Report every line of the data that includes "canopy".

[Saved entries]

========================================

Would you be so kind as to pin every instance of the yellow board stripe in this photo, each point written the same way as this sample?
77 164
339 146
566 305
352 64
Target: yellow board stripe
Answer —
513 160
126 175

========================================

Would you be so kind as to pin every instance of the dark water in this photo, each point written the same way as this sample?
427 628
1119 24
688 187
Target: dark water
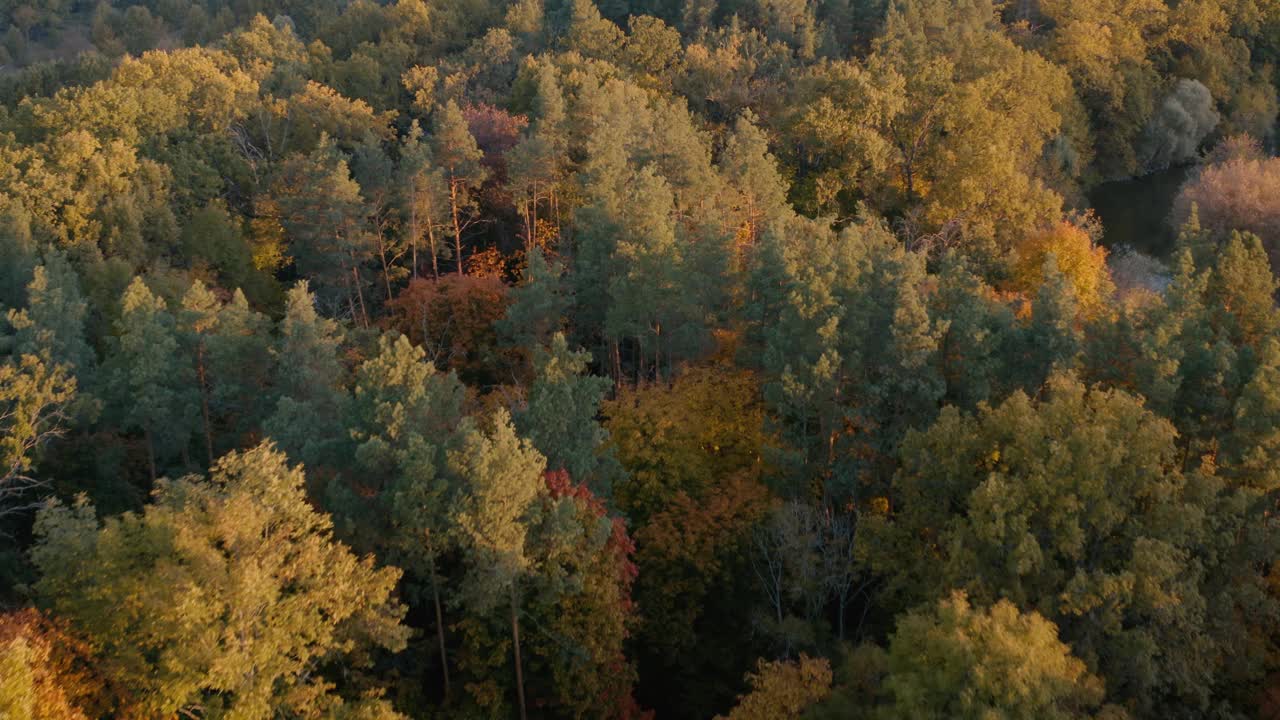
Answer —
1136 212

========================================

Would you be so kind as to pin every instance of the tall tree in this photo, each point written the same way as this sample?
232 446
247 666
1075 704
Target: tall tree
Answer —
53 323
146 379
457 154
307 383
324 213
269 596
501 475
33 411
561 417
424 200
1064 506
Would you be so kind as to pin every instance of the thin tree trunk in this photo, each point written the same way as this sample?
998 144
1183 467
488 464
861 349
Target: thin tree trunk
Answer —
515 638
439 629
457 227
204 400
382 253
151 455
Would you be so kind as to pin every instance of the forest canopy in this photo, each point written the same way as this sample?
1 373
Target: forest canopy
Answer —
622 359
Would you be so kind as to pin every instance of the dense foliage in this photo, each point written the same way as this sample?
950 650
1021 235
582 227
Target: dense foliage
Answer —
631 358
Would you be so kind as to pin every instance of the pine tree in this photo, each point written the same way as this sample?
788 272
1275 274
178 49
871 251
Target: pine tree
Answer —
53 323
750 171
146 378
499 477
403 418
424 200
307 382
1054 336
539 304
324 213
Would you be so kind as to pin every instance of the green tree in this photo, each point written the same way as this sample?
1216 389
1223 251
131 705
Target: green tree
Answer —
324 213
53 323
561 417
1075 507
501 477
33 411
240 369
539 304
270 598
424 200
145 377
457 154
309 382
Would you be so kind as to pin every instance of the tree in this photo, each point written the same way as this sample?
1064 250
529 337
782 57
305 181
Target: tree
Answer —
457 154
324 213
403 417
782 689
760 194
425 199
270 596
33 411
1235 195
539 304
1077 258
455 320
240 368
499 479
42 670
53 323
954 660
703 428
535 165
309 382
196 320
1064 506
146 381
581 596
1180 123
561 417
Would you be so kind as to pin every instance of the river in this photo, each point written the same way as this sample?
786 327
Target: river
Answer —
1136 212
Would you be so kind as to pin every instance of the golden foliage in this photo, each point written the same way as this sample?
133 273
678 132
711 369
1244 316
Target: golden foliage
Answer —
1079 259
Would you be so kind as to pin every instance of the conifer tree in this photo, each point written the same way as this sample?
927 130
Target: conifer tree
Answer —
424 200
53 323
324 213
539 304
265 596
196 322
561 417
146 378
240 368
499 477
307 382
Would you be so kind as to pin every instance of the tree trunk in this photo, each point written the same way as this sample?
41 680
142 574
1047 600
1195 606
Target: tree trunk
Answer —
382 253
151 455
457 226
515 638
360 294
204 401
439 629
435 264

========================================

■ EXERCISE RESULT:
Would you be so kind as to pin every instance of the forest canopy in this photo, each point written the same way as this sample?
Target: forest canopy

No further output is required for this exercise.